__Your task__:
From the top of the entries below through the line containing "Please answer as", return every line exactly as written, please, and stop there.

[Entries taken from a collection]
======

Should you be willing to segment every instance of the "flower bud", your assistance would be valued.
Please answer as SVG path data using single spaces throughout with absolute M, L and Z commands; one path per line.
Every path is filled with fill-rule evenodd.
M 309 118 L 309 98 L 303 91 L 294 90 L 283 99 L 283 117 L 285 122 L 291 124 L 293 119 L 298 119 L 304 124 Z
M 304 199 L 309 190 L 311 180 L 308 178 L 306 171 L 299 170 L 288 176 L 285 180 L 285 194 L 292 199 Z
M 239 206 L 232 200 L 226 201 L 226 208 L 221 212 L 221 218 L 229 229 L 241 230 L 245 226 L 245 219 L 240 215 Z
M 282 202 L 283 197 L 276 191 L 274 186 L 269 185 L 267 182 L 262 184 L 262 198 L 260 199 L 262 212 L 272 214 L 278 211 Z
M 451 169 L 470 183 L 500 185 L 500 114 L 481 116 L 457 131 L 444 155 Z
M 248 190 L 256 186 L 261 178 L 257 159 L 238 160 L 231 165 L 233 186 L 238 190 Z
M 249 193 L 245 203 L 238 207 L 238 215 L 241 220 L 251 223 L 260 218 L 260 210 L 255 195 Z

======

__Answer space__:
Should you be willing to segment every instance of the "flower bud", your assistance would be valued.
Please answer as SVG path data using single spaces throughout with absolute M, L and Z commands; one path per line.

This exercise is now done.